* Selected excerpt:
= = =
October 25, 2012 at 4:37 pm
so i went for the SQL CLR just to see if i could get it to work (been on a learning kick right now so im going with it) and here are my results.
Duration for CHARINDEX = 00:00:21:963
Duration for LEN = 00:00:16:217
Duration for CHARINDEX with COLLATE = 00:00:10:260
Duration for PARSENAME = 00:00:11:043
Duration for LIKE = 00:00:11:293
Duration for LIKE with Collate = 00:00:10:707
Duration for SQLCLR = 00:00:14:427
What i added to the run
DBCC FREEPROCCACHE WITH NO_INFOMSGS;
DBCC DROPCLEANBUFFERS WITH NO_INFOMSGS;
DECLARE @HOLDER INT, @Duration CHAR(12), @StartTime DATETIME;
SELECT @StartTime = GETDATE();
SELECT @HOLDER = ID
FROM #testEnvironment
WHERE dbo.RegexCLR(ISNULL(yourData,'')) = 1
SELECT @Duration = CONVERT(CHAR(12),GETDATE()-@StartTime,114);
RAISERROR('Duration for SQLCLR = %s',0,1,@Duration) WITH NOWAIT;
and the code for the SQLCLR
public partial class UserDefinedFunctions
{
[Microsoft.SqlServer.Server.SqlFunction()]
public static bool RegexCLR(string input)
= = =
Source data

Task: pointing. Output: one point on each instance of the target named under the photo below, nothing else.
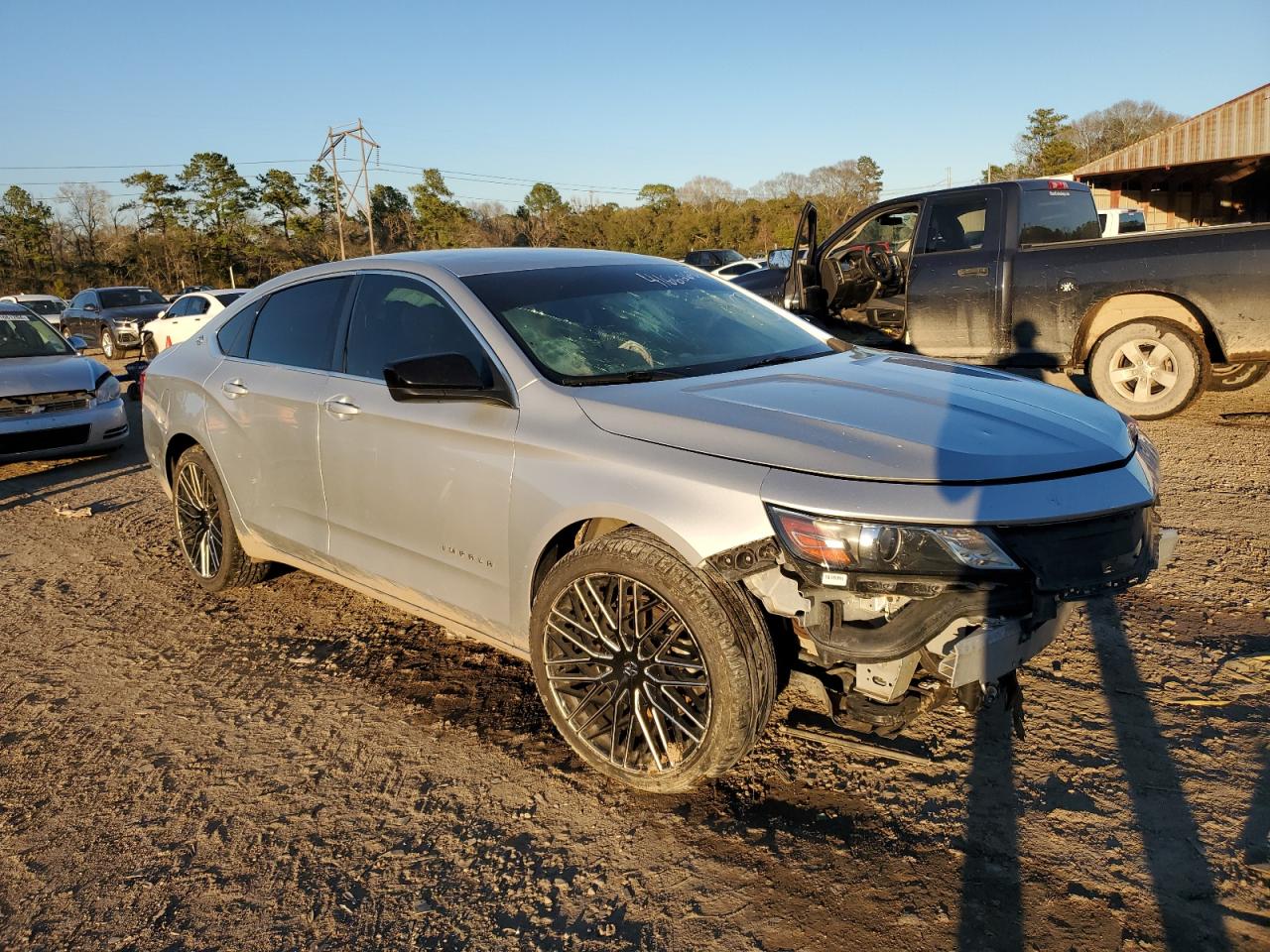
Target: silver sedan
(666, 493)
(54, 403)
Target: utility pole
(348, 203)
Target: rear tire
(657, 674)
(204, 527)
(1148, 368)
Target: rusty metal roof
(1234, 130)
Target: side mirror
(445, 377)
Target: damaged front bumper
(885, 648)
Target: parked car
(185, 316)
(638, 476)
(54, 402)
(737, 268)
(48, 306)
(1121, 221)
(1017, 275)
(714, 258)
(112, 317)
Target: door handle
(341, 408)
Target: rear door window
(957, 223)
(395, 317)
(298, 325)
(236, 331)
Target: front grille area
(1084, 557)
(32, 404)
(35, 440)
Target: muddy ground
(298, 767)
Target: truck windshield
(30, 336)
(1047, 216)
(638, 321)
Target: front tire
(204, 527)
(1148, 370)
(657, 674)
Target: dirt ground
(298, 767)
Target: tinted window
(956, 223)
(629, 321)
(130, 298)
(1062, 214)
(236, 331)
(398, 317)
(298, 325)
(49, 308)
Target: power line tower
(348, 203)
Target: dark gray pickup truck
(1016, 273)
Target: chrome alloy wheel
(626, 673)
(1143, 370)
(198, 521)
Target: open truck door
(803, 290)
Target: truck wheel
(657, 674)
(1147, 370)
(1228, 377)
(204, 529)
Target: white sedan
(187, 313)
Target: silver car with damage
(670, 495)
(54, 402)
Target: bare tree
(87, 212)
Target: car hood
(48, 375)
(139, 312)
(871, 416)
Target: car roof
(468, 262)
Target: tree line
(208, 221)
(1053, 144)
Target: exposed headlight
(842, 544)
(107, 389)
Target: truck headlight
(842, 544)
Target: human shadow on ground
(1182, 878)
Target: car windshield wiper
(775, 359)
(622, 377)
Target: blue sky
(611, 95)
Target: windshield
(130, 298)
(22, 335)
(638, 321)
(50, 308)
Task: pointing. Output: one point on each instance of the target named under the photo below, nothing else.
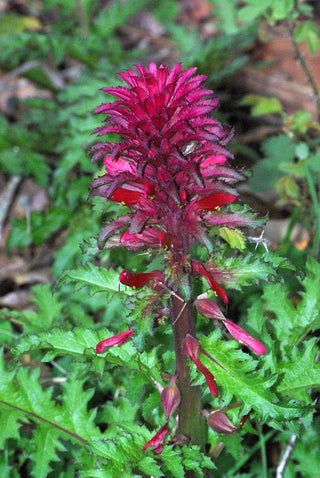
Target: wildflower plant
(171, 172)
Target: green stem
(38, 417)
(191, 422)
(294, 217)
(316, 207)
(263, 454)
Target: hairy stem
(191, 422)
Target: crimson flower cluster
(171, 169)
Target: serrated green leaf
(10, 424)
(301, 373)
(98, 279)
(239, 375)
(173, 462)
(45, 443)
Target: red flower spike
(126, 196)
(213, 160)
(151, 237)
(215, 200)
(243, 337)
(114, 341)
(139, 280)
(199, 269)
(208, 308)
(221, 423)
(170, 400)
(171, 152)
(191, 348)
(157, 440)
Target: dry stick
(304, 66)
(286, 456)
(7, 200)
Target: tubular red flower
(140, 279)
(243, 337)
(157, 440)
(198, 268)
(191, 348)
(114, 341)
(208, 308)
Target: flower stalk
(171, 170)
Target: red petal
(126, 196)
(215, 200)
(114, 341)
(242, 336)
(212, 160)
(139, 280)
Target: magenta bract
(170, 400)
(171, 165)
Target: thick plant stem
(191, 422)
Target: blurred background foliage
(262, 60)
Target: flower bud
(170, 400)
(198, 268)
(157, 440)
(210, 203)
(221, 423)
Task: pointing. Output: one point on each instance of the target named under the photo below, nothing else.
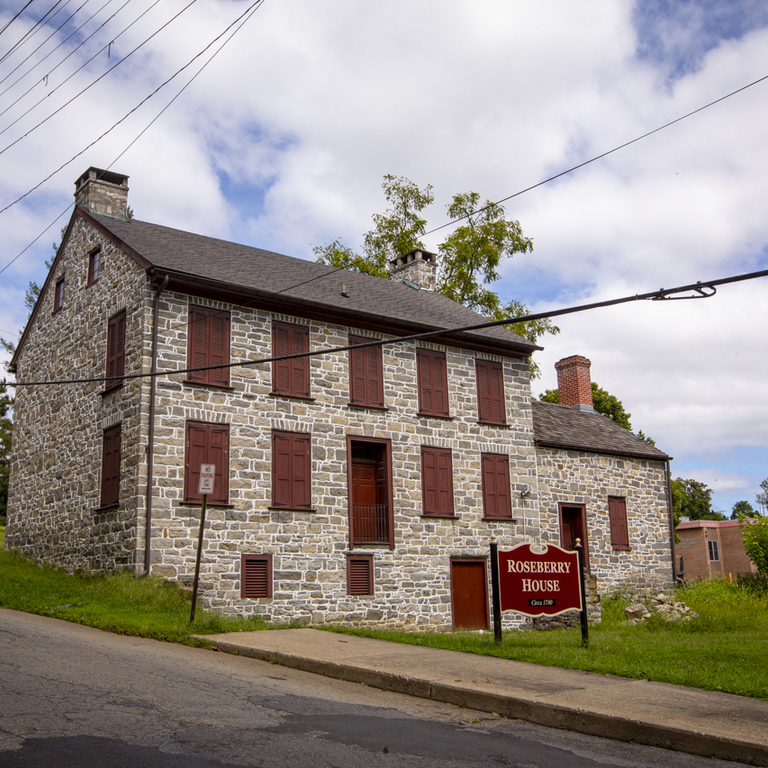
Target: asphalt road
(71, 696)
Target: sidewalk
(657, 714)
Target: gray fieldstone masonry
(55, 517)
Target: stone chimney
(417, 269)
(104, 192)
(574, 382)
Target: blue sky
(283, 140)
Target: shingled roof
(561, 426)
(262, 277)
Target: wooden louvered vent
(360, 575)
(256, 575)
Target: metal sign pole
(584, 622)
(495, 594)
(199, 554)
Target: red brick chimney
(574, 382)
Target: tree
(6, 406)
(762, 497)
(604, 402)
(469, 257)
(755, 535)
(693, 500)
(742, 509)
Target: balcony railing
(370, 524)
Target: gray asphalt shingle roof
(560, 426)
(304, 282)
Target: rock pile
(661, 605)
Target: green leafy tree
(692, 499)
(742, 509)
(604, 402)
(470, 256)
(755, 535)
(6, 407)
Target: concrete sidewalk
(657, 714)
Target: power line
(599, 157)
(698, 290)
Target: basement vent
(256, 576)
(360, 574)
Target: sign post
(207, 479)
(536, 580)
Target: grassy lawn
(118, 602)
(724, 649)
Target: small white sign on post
= = =
* Tasks to carry out:
A: Retype the stretch of the forum post on SQL CLR timings from "October 25, 2012" through "are my results.".
B: Extend the forum post on SQL CLR timings, picking up right after its last line.
The rows stand apart from the forum post on SQL CLR timings.

* Outputs in order:
A:
October 25, 2012 at 4:37 pm
so i went for the SQL CLR just to see if i could get it to work (been on a learning kick right now so im going with it) and here are my results.

B:
{
return Regex.IsMatch(input,@"^[^\.]+\.[^\.]+$");
}
};
of course when we change the NTEXT to NVARCHAR(MAX) i get the following:
Duration for CHARINDEX = 00:00:06:030
Duration for LEN = 00:00:03:253
Duration for CHARINDEX with COLLATE = 00:00:00:943
Duration for PARSENAME = 00:00:01:147
Duration for LIKE = 00:00:07:253
Duration for LIKE with Collate = 00:00:01:353
Duration for SQLCLR = 00:00:04:040
they are all really close over 1 million records.
For performance Issues see how we like them posted here: How to Post Performance Problems - Gail Shaw[/url]
Need to Split some strings? Jeff Moden's DelimitedSplit8K[/url]
Jeff Moden's Cross tab and Pivots Part 1[/url]
Jeff Moden's Cross tab and Pivots Part 2[/url]
October 26, 2012 at 7:45 am
Try the Parsename function. Not what is was made for, but works quite well for what you need and is much faster that CharIndex and Len.
Duration for CHARINDEX = 00:00:00:933
Duration for Len = 00:00:00:607
Duration for PARSENAME = 00:00:00:127
SET NOCOUNT ON;
IF object_id('tempdb..#testEnvironment') IS NOT NULL
BEGIN
DROP TABLE #testEnvironment;
END;
--1,000,000 Random rows of data
SELECT IDENTITY(INT,1,1) AS ID, CAST(LEFT(yourData, LEN(yourData) - 1) AS varchar(50)) AS yourData
INTO #testEnvironment
FROM (SELECT TOP 1000000
REPLICATE(
REPLACE(REPLACE(REPLACE(REPLACE(REPLACE(REPLACE(REPLACE(REPLACE(REPLACE(REPLACE(
REPLACE(NEWID(),'-','')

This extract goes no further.